▸ **Activity 1**
According to the blog excerpt about films, where was the tenth Cambridge Festival of Ukrainian Film held?
▸ **Activity 2**
Please carry on the blog post about the Cambridge Festival of Ukrainian Film from the end of its last sentence.

▸ **Source extract**
An end title states Marianne and Robert married in 1945, so she didn’t hang about after Lionel’s death (though from what we know of the real Marianne she may not have waited).  Another title notes that human remains, possibly of the nun Marie Lairre, were discovered in 1975, which is odd if Robert and Marianne had already pinpointed them, and they never learned her name.  I think that about covers the plot, but it is less coherently presented than this synopsis suggests.

The production’s bright spots are the Essex and Devon locations, attractively photographed by Peter Panoa, though he must have been frustrated at seeing what was done with his work in the cutting room, and some decent hair styling (though Marianne is sporting most un-1940s multiple earring holes down her lobes).  The amusing end credits are worth sitting through as well.  The film’s title is a misnomer because while the plot is loosely linked to the Borley phenomena (and we have a nun), the rectory is certainly not the focus, and is only in there because The Haunting of a Cottage at Liston would not sell nearly as well; I wouldn’t be discussing it certainly.

The downside to the wheeze is that it is going to attract Borley and Harry Price aficionados who will feel very short-changed on discovering the famous paranormal case has been used as a shameless marketing peg on which to hang an unoriginal and poorly executed ghost story.  Falling loosely into the afficionado category myself, fortunately for me I was given a copy of the DVD so I didn’t have to shell out to see the film.  The most remarkable thing about it is to discover it lasts 90 minutes: it feels much longer, so languid is the pace.  It has also been released as The Haunting of Borley Manor, but giving it a slightly different name is not going to improve the viewing experience.

Monday, 20 November 2017

The Tenth Annual Cambridge Festival of Ukrainian Film, November 2017


Dr Rory Finin, director of Cambridge Ukrainian Studies, a centre in the Department of Slavonic Studies at the University of Cambridge, organised an interestingly diverse programme for the tenth Cambridge Festival of Ukrainian Film on 17-18 November.  The venue was once again the Winstanley lecture theatre at Trinity College where the audience was treated to films old and new.

As Dr Finin said, Friday’s two films were intended, in their different ways, to reflect on the hundredth anniversary of the ‘Russian Revolution’, which he pointed out was not solely Russian nor a single event.  The upheaval in Ukraine added a desire for independence to a mix containing a range of views across the spectrum about what type of political form should emerge from the chaos, creating a complex, shifting situation.

The evening kicked off with the first of two films in the festival directed by Svitlana Shymko:  The Fall of Lenin (2017), a short film dealing with the destruction of Lenin monuments across most of Ukraine – the occupied territories being of course a notable exception.   Shymko made The Medic Leaves Last (2014), shown in the festival two years ago.  The Fall of Lenin was made with financial support from Docudays UA, a distributor specialising in Ukrainian documentaries, the Guardian newspaper and the British Council.

▸ **Information given**
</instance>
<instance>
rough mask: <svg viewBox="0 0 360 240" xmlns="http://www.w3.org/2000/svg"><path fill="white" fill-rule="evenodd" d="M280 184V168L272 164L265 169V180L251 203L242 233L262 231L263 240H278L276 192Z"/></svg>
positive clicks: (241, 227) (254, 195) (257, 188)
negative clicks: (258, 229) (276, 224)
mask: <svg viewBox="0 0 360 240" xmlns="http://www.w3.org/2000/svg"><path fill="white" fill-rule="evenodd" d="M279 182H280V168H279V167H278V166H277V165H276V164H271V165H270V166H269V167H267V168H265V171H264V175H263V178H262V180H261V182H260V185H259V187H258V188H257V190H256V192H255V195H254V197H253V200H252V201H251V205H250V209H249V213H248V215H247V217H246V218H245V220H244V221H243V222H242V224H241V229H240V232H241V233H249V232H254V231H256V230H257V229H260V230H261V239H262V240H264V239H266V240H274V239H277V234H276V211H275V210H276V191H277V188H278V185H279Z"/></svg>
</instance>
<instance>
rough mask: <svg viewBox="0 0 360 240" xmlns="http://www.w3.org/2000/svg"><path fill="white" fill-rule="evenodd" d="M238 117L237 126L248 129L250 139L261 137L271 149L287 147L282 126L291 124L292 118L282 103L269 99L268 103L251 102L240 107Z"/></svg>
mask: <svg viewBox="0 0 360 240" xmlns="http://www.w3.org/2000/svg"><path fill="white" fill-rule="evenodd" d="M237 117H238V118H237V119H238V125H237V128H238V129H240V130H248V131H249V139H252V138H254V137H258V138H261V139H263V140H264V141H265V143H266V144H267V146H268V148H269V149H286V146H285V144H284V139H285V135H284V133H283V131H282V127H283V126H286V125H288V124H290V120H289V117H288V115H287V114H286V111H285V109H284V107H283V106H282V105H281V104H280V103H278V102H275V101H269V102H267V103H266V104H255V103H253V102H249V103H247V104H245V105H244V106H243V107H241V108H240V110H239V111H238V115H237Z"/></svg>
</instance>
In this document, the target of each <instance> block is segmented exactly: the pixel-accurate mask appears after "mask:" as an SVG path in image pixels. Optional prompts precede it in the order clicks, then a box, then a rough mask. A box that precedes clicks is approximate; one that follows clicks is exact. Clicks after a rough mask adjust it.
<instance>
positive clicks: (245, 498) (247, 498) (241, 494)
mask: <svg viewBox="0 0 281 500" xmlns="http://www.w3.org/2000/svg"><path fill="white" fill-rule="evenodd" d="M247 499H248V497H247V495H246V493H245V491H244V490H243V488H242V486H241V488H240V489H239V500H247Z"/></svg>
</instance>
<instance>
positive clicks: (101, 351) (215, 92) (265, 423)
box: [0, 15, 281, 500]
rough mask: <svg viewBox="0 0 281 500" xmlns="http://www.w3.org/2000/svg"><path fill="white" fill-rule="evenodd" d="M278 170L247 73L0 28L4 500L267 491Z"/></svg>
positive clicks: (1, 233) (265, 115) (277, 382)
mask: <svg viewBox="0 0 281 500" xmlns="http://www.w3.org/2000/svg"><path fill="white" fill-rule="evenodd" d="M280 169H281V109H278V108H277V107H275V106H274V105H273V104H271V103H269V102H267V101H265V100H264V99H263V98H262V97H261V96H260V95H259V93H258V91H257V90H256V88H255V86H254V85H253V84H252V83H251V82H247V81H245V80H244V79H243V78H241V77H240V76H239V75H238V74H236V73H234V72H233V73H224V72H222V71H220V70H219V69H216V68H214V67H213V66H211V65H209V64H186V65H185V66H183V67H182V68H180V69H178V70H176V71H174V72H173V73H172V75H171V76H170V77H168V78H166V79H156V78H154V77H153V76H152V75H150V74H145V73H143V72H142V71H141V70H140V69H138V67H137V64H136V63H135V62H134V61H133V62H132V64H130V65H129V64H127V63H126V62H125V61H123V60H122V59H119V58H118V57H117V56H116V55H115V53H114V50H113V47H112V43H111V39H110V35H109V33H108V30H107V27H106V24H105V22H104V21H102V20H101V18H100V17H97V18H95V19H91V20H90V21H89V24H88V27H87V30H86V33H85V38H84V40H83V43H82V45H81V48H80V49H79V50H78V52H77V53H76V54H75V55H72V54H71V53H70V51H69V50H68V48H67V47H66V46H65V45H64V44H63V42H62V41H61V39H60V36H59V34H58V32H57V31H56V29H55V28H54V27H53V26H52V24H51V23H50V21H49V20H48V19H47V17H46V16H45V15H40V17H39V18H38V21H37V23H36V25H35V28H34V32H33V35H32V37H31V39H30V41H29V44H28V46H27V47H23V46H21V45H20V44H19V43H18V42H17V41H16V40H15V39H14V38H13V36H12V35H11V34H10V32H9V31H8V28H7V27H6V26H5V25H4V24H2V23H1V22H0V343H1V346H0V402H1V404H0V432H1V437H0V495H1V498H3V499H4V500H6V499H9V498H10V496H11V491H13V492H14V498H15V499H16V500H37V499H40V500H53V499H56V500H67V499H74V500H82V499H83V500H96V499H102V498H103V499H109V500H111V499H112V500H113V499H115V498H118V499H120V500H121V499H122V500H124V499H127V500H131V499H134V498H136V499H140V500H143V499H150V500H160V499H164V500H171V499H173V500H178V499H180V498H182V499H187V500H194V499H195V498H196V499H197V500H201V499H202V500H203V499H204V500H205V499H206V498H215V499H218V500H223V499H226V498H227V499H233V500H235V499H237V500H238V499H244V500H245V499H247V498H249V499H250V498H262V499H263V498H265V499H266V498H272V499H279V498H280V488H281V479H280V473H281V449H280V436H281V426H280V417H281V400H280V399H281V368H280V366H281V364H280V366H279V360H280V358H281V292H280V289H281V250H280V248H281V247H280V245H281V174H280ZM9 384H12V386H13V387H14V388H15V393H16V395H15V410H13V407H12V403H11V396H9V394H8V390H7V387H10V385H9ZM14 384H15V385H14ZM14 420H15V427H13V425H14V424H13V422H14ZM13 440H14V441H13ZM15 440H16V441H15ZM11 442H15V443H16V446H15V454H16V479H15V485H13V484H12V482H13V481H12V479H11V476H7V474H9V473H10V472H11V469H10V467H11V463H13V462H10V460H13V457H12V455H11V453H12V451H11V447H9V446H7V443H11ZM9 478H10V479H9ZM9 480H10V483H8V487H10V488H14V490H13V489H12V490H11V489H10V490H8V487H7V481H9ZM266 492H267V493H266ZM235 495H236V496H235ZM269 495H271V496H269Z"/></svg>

▸ **Result 1**
The Winstanley lecture theatre at Trinity College.

▸ **Result 2**
Surprisingly, it opens with a group of serious-looking middle-aged individuals in a library with pictures of Lenin and Marx behind them holding a séance to contact the spirit of Lenin.  They actually do allegedly get through to Vladimir Ilyich (the spectre of communism?), who must have been surprised to find that there is an afterlife, something a reading of Engels’ ‘Natural Science and the Spirit World’ would have suggested to him was most unlikely.  Possessing more of a sense of humour than one suspects he displayed when alive, he claims to have been an angel in life, though not a good one.  When asked, his prognosis for the future of Ukraine is not positive.  The Ouija session gives way to documentary footage of the erection of various Lenin statues in front of restrained crowds, and a montage of destruction of such statues, of varying degrees of aesthetic merit and often already badly defaced, in front of, and sometimes by, jubilant ones.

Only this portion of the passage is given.